- [Referring expression grounding data]

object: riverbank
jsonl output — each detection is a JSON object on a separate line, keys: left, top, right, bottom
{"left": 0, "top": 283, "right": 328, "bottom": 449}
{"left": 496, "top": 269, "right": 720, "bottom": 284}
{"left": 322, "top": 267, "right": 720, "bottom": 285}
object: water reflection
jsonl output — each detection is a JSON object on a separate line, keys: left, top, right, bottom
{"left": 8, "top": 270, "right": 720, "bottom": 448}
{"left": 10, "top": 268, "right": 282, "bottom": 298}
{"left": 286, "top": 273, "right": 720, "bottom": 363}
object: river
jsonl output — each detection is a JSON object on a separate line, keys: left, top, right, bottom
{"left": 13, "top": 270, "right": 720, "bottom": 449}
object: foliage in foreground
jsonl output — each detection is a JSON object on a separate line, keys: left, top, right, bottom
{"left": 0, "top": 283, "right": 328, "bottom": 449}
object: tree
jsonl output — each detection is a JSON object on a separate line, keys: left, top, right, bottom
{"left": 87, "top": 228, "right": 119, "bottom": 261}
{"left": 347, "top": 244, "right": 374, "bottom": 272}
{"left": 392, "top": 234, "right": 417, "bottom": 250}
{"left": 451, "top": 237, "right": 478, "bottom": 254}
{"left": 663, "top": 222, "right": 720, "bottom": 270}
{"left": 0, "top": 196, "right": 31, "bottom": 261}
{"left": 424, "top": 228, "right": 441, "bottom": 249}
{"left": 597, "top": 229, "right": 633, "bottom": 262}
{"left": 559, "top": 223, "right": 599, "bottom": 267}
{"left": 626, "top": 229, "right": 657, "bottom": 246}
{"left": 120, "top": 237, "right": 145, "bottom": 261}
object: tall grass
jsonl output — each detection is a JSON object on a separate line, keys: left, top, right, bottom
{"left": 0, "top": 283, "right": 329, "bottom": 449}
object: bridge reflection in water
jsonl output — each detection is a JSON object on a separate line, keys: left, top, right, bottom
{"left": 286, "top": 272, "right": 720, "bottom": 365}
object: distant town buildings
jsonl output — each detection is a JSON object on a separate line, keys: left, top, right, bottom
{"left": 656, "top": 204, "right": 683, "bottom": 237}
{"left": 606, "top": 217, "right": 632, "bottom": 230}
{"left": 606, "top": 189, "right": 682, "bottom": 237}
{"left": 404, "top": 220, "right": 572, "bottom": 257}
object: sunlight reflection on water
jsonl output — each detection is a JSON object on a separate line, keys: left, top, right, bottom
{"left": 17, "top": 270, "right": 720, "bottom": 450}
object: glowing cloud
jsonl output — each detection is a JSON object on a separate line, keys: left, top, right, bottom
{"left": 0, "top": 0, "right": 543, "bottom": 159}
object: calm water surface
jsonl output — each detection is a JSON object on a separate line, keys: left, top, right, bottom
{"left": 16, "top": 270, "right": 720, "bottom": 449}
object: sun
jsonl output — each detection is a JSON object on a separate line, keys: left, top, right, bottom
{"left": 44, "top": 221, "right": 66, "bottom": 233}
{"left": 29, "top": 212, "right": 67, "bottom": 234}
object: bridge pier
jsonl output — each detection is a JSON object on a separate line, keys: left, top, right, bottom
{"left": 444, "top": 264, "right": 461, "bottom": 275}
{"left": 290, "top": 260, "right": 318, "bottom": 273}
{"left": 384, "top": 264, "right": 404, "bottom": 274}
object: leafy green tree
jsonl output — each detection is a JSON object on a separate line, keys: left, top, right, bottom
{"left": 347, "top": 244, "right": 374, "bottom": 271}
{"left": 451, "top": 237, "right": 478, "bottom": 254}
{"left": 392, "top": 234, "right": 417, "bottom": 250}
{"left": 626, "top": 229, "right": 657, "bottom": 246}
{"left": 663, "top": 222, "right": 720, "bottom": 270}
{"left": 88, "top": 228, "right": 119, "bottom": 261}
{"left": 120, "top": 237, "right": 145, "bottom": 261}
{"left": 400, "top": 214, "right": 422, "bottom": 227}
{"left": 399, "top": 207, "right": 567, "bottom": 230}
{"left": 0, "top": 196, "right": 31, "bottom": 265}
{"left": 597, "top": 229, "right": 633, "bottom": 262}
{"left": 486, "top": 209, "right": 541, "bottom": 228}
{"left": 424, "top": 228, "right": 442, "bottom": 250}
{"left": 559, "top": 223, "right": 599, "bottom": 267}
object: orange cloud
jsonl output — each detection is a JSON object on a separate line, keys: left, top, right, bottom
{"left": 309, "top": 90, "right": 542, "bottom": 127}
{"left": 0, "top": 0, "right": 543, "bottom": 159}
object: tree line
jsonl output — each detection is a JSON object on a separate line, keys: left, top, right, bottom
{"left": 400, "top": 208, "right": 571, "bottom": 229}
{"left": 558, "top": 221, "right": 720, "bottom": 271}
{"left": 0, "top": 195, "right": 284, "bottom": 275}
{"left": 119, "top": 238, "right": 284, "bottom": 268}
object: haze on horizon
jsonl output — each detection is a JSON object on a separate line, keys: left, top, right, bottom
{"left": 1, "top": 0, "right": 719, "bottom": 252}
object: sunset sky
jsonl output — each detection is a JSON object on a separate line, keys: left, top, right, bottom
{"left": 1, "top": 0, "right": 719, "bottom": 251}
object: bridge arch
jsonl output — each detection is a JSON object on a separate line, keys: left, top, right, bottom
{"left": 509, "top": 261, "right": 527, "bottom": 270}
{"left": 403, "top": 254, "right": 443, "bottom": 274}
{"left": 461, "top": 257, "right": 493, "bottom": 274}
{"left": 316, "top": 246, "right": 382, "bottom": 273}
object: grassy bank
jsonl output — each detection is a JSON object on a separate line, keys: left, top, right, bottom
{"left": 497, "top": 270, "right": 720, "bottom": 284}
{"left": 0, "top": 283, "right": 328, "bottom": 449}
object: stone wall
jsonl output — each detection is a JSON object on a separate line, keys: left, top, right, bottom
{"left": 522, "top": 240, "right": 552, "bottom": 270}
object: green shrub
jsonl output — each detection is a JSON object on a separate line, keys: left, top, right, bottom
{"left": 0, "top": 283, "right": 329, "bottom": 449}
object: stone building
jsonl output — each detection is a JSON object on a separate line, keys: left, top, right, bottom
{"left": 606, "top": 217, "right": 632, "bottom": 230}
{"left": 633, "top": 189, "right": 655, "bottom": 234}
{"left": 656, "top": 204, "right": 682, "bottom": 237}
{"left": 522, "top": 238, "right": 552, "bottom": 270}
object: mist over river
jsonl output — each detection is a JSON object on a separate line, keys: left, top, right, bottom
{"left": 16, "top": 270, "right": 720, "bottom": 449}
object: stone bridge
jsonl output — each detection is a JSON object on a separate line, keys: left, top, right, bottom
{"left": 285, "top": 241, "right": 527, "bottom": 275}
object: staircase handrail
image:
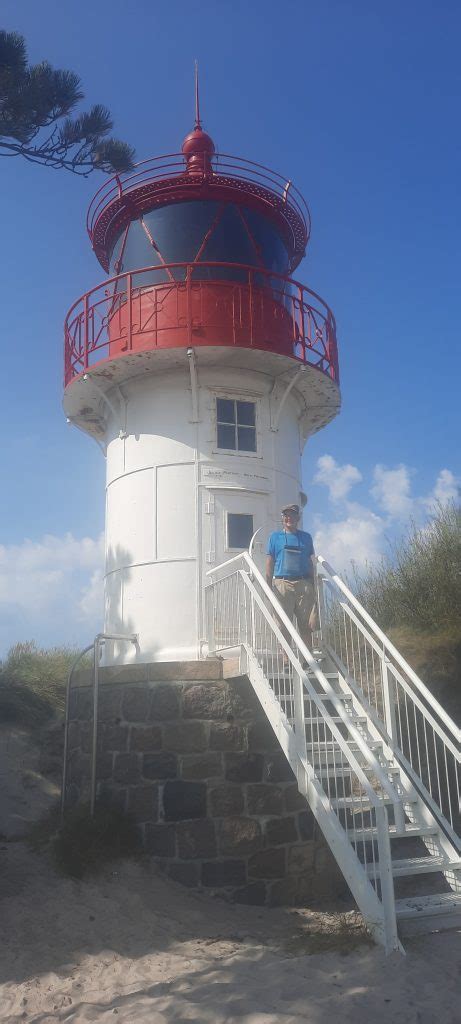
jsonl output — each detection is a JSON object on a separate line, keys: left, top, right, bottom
{"left": 206, "top": 552, "right": 401, "bottom": 952}
{"left": 207, "top": 552, "right": 403, "bottom": 809}
{"left": 316, "top": 555, "right": 461, "bottom": 747}
{"left": 240, "top": 569, "right": 382, "bottom": 809}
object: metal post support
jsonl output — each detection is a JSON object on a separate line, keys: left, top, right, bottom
{"left": 61, "top": 642, "right": 95, "bottom": 821}
{"left": 316, "top": 571, "right": 328, "bottom": 650}
{"left": 381, "top": 654, "right": 405, "bottom": 832}
{"left": 293, "top": 669, "right": 308, "bottom": 764}
{"left": 375, "top": 804, "right": 402, "bottom": 954}
{"left": 205, "top": 585, "right": 216, "bottom": 655}
{"left": 90, "top": 637, "right": 100, "bottom": 818}
{"left": 89, "top": 632, "right": 138, "bottom": 817}
{"left": 382, "top": 653, "right": 397, "bottom": 744}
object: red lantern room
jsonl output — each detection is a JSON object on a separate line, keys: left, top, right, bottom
{"left": 64, "top": 99, "right": 340, "bottom": 438}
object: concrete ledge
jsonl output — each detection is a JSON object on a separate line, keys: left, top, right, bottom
{"left": 71, "top": 659, "right": 224, "bottom": 689}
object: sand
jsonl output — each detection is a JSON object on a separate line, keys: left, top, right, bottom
{"left": 0, "top": 841, "right": 460, "bottom": 1024}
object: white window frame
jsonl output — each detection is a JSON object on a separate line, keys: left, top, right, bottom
{"left": 226, "top": 511, "right": 255, "bottom": 552}
{"left": 212, "top": 392, "right": 261, "bottom": 458}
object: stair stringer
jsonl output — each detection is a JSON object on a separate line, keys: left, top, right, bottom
{"left": 241, "top": 644, "right": 403, "bottom": 954}
{"left": 323, "top": 654, "right": 461, "bottom": 874}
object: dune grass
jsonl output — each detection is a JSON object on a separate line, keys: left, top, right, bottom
{"left": 353, "top": 502, "right": 461, "bottom": 634}
{"left": 0, "top": 641, "right": 79, "bottom": 728}
{"left": 353, "top": 503, "right": 461, "bottom": 722}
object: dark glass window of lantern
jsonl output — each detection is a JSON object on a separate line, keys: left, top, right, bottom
{"left": 227, "top": 513, "right": 254, "bottom": 550}
{"left": 109, "top": 199, "right": 290, "bottom": 286}
{"left": 216, "top": 399, "right": 256, "bottom": 452}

- [Your goal] Gather up the lines containing the word "cloud" from these records and copy them.

- [Task result]
object: glowing cloud
object: orange cloud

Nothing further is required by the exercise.